Raw records
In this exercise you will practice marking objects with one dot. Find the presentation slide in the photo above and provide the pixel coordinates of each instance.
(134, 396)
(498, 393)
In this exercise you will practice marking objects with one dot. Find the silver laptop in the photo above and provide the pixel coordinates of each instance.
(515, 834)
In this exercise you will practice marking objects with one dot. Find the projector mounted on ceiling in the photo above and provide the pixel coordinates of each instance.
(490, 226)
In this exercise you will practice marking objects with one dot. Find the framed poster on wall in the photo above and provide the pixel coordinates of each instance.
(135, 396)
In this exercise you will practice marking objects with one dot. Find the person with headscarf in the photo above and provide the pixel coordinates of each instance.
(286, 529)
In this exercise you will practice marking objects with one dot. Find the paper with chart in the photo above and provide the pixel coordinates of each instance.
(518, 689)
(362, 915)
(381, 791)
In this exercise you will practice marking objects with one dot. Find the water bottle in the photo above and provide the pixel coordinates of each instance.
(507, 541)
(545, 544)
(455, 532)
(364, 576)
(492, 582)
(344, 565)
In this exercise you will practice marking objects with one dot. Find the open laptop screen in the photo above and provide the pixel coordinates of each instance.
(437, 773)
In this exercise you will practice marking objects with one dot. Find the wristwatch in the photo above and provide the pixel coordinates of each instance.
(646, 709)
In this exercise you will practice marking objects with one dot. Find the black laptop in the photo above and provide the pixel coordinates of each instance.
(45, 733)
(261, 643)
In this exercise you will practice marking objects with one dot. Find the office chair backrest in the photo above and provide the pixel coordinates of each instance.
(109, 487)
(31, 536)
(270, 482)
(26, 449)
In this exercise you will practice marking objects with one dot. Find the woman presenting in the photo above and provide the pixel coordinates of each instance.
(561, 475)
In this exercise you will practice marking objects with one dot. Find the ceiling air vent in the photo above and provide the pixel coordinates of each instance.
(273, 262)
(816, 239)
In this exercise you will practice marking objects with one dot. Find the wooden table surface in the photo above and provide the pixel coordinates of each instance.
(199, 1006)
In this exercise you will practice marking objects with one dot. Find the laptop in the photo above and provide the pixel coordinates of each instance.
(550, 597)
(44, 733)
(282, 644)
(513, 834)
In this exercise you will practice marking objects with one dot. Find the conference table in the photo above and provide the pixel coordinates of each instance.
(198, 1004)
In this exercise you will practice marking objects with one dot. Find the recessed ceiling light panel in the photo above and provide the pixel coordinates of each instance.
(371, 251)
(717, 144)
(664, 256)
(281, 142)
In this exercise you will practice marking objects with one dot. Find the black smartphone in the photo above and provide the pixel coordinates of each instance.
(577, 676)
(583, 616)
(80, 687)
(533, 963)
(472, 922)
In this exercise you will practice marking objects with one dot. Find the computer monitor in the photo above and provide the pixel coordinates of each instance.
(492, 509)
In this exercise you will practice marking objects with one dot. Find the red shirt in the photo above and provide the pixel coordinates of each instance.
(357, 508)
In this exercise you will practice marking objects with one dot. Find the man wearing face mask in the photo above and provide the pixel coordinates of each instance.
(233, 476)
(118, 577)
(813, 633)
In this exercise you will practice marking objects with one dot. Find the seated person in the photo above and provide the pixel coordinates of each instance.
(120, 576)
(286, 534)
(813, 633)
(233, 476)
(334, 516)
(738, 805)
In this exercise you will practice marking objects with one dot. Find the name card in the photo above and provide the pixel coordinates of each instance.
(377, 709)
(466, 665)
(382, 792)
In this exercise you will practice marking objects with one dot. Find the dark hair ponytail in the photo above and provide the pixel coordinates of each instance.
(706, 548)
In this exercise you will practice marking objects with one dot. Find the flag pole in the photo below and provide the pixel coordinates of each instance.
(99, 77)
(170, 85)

- PROBLEM DESCRIPTION -
From the listing above, reproduce all the lines exactly.

- RESULT -
In this exercise you will practice marking objects with one dot. Find the presentation slide in the photo above and provide the pixel coordinates of each instance.
(134, 396)
(498, 393)
In this exercise you will practice marking objects with one dot. Find the silver laptop in the photo above and provide the pixel coordinates of each instance.
(515, 834)
In this exercise you will practice marking objects with one dot. Find the projector mounted on ceiling in the photo above and provide the pixel coordinates of each instance.
(490, 226)
In this exercise you will practice marking objects with one dot. Find the framed poster on wall in the photo above and provide the pixel coordinates of each instance.
(135, 396)
In this exercise you will practice marking objects with one dot. Find the person with headscarf in the photo above and provide the pixel coordinates of each instance.
(286, 529)
In this exercise you will practice marking objects with one dot. Find the paper with chart in the photo above and provide the pixel coordinates of each instance.
(518, 689)
(362, 915)
(381, 791)
In this exercise you will practice marking objects with one dot. Find the water bottle in the photo above and provide the pixel coordinates of each instance.
(507, 541)
(545, 544)
(455, 532)
(364, 576)
(492, 582)
(344, 565)
In this exercise you will practice marking objects with one dot. Find the open laptop screen in the photo above and provide the pixel coordinates of each instance.
(437, 773)
In this exercise you will practice marking objects with one dot. Find the wristwatch in the photo above and provide the pixel coordinates of each instance.
(646, 709)
In this exercise you will practice marking objects with one dot. Find the black laptop in the photo above and provide the pixel coordinates of each instance.
(45, 733)
(261, 643)
In this exercise you will practice marking objects with one dot. Find the office chair backrest in the photo above and provide the pixel coordinates of each instance.
(109, 487)
(31, 536)
(270, 482)
(26, 449)
In this exercise you will practice marking objects with one dot. Find the woman presenting in the photo above and provide the pixel coordinates of each instance.
(561, 475)
In this exercise you will practice marking objects with one dot. Find the ceiling air vent in the photo above and provide the pixel coordinates of each instance.
(273, 262)
(816, 239)
In this exercise you will practice marking objects with one dot. Find the wooden table surface in the photo above and provide the pixel coordinates of each instance.
(199, 1006)
In this exercise you will practice marking objects with one dot. Find the laptop in the photo above and provide the pixel coordinates of each instance.
(550, 597)
(44, 733)
(282, 644)
(513, 834)
In this exercise you will practice marking objects with one dot. Find the conference table in the photo above and provide the pixel coordinates of each instance.
(198, 1004)
In this exercise you will practice marking objects with one dot. Find the recessed ceiling light panel in the photo above and provide the pixel coordinates of each instance.
(371, 251)
(717, 144)
(664, 256)
(281, 142)
In this exercise you will practice marking objects with one dot. Find the black smartphone in the photo above and provide the pixel coordinates of each instance.
(577, 676)
(583, 616)
(80, 687)
(533, 963)
(472, 922)
In this exercise you will practice marking objects with one dot. Find the computer monitor in the photo above and provide the pixel coordinates of each instance.
(492, 509)
In this exercise you will practice marking objects with one dot. Find the red shirt in the photo above and provide the pixel coordinates of each instance.
(357, 508)
In this exercise you will practice marking objects with one dot. Find the man wearing face mask in the photo above and provide the pixel coordinates of each instance.
(233, 476)
(118, 577)
(813, 633)
In this exercise you will practice marking objects with one dot. Find the seated person in the photo above and provide the pixel coordinates of each instance.
(120, 576)
(286, 534)
(813, 633)
(233, 476)
(334, 516)
(738, 805)
In this exercise you will practice marking objects with one dot. Find the name card in the photo above and provide the pixel coordinates of each instance.
(377, 709)
(466, 665)
(382, 792)
In this exercise you will practice marking objects with one dot. Find the dark hair ponytail in the photo above and provide the pixel coordinates of each instance.
(706, 548)
In this exercise you will practice marking objects with one dot. Find the flag pole in the photo below and provide the pixel coordinates of each instance.
(99, 77)
(170, 85)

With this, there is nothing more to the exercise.